* Provided data
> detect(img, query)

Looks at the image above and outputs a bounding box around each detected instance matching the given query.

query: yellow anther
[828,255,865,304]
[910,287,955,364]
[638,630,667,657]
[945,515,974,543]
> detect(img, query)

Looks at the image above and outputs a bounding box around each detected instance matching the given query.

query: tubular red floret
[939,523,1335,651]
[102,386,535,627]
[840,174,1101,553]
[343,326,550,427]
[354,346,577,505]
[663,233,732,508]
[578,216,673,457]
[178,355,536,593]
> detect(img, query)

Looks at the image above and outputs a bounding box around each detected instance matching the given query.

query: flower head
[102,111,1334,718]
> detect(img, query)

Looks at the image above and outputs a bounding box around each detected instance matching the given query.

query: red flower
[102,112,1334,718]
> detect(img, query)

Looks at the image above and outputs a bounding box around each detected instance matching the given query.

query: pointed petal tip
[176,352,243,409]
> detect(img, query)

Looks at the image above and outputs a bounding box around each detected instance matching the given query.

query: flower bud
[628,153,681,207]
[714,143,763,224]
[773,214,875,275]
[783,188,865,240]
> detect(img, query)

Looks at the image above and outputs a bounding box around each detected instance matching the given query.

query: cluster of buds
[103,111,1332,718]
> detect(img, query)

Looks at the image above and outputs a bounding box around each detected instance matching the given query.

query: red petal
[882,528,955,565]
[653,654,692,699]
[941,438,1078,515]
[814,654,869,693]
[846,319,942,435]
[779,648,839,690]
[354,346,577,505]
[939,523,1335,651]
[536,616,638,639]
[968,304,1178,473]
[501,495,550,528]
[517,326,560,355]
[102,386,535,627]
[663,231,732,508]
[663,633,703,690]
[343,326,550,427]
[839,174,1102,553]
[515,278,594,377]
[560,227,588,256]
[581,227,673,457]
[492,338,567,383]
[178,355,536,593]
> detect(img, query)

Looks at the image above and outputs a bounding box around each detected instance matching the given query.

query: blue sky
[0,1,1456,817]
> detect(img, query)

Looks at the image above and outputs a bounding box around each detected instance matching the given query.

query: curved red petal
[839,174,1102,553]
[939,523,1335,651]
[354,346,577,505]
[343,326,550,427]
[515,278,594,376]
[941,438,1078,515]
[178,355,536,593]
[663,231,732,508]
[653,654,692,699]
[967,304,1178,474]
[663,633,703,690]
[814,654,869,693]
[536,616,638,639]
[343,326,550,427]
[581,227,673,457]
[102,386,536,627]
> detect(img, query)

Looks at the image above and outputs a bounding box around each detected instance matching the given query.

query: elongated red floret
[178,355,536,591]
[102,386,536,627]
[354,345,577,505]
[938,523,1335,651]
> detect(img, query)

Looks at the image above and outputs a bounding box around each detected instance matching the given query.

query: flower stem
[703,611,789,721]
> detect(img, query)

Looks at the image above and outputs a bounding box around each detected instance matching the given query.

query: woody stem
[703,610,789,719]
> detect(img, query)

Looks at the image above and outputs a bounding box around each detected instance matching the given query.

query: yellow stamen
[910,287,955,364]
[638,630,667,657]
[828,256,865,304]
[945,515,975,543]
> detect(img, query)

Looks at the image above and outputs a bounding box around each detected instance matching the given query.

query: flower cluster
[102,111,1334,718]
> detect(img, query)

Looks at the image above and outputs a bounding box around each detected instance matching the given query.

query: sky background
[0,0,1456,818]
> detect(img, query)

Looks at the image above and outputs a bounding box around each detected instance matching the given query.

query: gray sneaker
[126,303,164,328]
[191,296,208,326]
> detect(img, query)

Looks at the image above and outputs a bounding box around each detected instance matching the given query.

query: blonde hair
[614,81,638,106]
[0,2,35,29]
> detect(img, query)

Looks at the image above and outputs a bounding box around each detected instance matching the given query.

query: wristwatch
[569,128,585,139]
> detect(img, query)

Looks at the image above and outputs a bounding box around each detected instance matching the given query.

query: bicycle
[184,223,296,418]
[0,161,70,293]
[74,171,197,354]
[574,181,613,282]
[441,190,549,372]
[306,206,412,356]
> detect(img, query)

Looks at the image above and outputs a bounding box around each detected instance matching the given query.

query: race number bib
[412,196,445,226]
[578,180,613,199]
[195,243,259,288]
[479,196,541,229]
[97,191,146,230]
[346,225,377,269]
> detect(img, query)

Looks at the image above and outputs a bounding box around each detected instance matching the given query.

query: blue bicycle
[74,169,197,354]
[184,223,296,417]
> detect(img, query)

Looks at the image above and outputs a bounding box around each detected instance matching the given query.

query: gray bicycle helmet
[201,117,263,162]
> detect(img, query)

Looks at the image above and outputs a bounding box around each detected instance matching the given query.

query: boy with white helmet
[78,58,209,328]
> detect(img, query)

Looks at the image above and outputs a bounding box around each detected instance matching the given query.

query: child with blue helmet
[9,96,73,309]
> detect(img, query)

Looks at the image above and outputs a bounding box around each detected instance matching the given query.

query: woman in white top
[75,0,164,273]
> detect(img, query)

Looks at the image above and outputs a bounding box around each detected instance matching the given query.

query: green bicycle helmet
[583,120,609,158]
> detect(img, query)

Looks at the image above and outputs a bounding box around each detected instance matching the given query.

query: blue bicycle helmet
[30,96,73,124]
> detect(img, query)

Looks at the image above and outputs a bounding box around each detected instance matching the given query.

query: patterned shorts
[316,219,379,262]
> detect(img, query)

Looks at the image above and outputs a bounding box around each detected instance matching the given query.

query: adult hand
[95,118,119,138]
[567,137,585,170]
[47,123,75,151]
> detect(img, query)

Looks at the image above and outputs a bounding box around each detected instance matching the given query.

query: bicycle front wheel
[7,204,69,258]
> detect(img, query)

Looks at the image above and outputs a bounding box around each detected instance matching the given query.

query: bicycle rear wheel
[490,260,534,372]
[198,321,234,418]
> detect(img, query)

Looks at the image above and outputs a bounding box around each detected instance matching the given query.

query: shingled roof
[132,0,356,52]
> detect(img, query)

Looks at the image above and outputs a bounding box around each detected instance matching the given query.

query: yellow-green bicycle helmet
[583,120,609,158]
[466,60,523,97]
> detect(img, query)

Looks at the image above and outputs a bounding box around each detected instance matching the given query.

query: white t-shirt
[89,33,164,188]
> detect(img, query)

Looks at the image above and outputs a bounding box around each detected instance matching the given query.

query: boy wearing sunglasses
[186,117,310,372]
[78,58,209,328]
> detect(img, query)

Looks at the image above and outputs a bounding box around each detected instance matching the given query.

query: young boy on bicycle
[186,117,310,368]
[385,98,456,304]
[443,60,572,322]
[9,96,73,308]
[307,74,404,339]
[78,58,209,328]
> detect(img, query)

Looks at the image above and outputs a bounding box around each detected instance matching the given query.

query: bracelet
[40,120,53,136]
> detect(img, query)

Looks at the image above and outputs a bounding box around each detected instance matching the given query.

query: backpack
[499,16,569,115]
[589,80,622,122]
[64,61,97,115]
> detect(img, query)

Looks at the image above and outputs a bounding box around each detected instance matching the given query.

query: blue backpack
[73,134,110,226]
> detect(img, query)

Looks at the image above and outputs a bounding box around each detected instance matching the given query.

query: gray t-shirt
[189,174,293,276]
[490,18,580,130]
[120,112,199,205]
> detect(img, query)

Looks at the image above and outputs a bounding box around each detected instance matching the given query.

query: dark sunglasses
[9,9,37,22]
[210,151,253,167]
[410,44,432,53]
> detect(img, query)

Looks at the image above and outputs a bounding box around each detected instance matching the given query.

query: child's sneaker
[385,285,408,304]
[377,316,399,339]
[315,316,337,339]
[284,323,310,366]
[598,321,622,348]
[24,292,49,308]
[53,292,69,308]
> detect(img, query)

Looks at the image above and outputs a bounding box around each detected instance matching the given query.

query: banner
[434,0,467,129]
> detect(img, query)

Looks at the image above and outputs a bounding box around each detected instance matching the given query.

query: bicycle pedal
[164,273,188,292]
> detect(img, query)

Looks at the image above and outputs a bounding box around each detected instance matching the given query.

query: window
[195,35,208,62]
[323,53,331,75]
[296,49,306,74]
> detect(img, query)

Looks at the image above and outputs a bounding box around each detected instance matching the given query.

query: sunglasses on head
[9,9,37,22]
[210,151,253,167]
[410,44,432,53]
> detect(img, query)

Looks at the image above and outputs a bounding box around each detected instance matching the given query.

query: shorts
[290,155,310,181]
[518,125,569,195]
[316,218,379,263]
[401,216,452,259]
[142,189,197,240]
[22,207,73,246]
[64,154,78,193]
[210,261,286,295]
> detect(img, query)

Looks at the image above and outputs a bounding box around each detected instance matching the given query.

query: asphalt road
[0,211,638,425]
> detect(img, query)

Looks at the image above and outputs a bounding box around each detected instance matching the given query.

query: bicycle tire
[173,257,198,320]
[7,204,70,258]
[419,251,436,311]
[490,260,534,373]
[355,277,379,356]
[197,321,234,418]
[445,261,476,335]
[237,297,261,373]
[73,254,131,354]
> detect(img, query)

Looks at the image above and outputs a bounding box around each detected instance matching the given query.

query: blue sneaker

* Set exercise
Reproduce the data verbatim, starting at its first line and stopping after the line that contains "[103,111,1332,718]", with both of those lines included.

* Answer to the task
> detect(img, query)

Looks at the image above and outputs a bounding box around each detected instance matching the given query.

query: yellow anther
[828,255,865,304]
[910,287,955,364]
[638,630,667,657]
[945,515,974,543]
> detect(img, query)

Looks at the image above and outputs a bounding box around each detected instance matching the given query.

query: tubular red floret
[939,523,1335,651]
[102,386,535,627]
[840,174,1101,553]
[343,326,550,427]
[354,346,577,505]
[663,233,732,508]
[578,216,673,457]
[178,355,536,593]
> detect(img, query)

Looks at the image above and outputs a bounding box around each detected instance matching the given query.

query: flower head
[102,111,1334,718]
> detect(img, query)

Looks at the image above and outputs a bounding box around each detected instance matching the given query.

query: red flower
[102,112,1334,718]
> detect(img, query)

Looks at the image above and outputs a bounding box around each detected instance matching the given query.

query: pointed petal tip
[176,352,243,409]
> detect(img, query)

Looks at the image above and outputs a bounding box around each detected instance matching the given query.

query: flower bud
[628,153,681,207]
[714,143,763,224]
[773,214,875,275]
[783,188,865,240]
> detect(img, query)

Looks at the image above and outputs a bounding box around each detected instance matching the given query.

query: cluster of buds
[103,111,1332,718]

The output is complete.